BEGIN Dataset excerpts
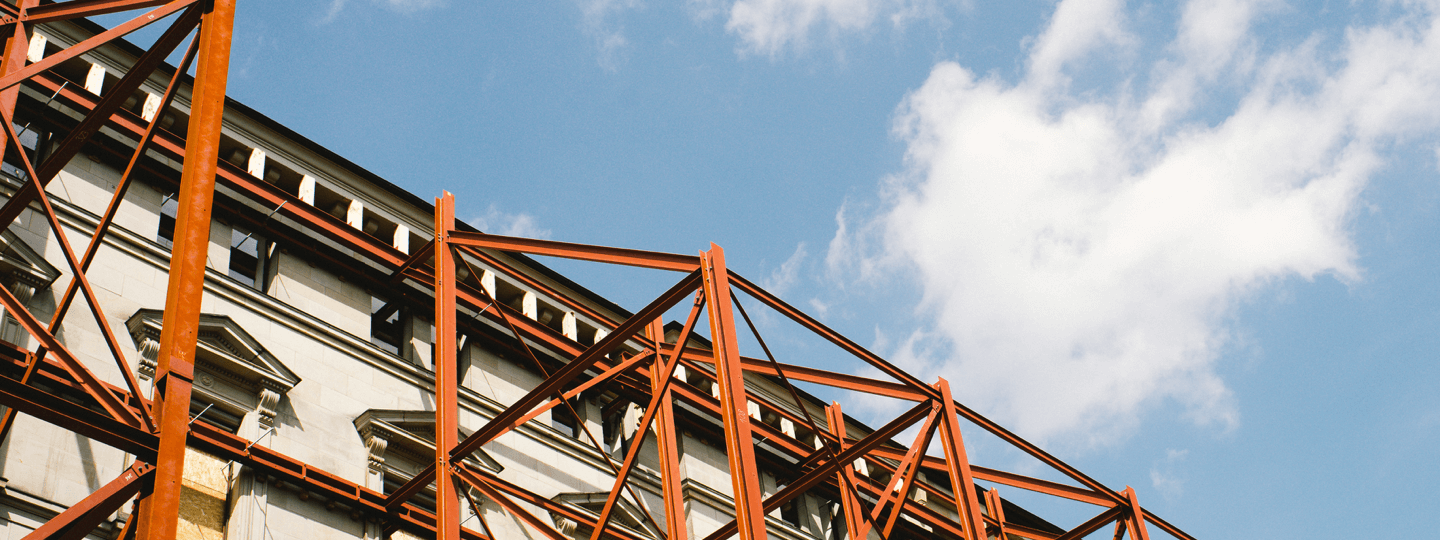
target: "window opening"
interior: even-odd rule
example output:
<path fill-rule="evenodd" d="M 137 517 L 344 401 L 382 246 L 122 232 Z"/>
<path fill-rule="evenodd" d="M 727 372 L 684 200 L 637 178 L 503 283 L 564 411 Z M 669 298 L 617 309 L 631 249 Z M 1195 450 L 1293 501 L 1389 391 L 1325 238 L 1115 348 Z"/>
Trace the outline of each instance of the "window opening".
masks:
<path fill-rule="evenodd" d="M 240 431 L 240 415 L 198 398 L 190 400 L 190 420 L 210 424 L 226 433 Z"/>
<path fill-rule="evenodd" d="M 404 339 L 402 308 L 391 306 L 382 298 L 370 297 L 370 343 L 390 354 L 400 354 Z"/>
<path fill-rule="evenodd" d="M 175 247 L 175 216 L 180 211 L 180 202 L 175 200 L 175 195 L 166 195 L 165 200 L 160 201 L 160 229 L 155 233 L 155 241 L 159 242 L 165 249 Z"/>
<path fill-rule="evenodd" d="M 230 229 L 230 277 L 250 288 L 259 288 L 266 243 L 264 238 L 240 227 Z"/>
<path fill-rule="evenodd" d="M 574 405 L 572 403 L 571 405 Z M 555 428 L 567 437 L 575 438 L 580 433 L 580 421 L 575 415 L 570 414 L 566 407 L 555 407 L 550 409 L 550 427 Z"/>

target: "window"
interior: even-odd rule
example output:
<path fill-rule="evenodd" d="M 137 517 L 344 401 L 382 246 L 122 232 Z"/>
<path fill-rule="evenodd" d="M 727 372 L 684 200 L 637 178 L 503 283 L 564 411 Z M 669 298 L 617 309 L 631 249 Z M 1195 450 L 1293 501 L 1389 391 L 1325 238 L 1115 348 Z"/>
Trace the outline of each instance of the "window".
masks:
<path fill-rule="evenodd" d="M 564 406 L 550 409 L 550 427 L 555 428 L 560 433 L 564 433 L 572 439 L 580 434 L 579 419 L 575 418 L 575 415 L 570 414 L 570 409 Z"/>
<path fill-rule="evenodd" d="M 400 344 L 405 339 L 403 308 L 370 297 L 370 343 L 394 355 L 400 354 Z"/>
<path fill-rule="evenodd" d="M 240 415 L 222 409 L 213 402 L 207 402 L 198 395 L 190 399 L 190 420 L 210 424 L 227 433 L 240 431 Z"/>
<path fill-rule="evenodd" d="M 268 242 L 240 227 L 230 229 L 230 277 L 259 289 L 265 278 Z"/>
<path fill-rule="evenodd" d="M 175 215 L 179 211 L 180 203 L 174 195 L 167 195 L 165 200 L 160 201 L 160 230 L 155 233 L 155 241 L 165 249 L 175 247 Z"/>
END Dataset excerpts
Return every line of the entries above that the string "instance" appears in.

* **Response to this exercise**:
Trace the outline of each instance of the "window opening".
Trace the outline of each instance of the "window".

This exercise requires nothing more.